# Input material

↓↓↓

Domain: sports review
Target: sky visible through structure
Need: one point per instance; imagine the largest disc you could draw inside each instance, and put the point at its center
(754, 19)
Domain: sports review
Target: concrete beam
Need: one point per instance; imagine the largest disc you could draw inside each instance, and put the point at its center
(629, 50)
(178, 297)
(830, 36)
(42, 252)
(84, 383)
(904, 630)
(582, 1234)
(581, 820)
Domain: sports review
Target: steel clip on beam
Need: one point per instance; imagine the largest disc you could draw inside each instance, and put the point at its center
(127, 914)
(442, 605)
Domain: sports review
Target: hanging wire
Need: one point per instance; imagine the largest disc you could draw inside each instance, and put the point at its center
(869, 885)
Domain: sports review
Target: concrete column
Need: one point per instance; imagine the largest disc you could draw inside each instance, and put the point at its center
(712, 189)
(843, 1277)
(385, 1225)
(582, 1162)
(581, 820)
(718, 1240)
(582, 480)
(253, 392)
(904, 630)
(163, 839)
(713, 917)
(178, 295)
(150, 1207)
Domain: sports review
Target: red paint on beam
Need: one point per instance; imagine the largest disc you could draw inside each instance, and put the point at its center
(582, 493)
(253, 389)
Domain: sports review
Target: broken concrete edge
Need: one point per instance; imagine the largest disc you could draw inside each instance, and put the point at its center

↑↑↑

Swap "beam" for "girder" throughout all the records above, and write the lines out again with nothing else changed.

Domain: sports review
Target: sky visible through structure
Need: one point per instance; imagine the largest disc you could draw inside each instance, and put the point at its center
(754, 19)
Domain: sports review
Target: concrete girder
Need: one point per instance; imagine the largest disc you could draw inside each instance, and put the point at its center
(629, 50)
(178, 297)
(830, 36)
(42, 252)
(84, 383)
(904, 630)
(582, 1234)
(581, 820)
Domain: sports review
Target: steel clip on girder
Need: one point per instance; imagine the largest disc you could draw inside each instance, and put the point at its center
(127, 914)
(442, 605)
Domain: sports review
Target: hanging wire
Need: one point per instance; imagine the largest disc you could draw inside each instance, and put the point at its center
(869, 885)
Domain: sports review
Target: concrete column
Need: one point per instance; imagine the largest disc you could draw inside each instance, and put the point at its center
(712, 189)
(843, 1277)
(385, 1225)
(582, 1162)
(581, 820)
(718, 1240)
(582, 480)
(253, 392)
(904, 630)
(163, 839)
(713, 917)
(178, 295)
(150, 1207)
Domain: sports review
Target: red paint on girder
Need: one point per instance; imagine the largest disc you could draw inside each instance, and put the point at its center
(582, 493)
(253, 389)
Domain: sports review
Target: broken concrete edge
Need: one point per instance; imagine the largest disc you could draw inside each instance, and put the point at its center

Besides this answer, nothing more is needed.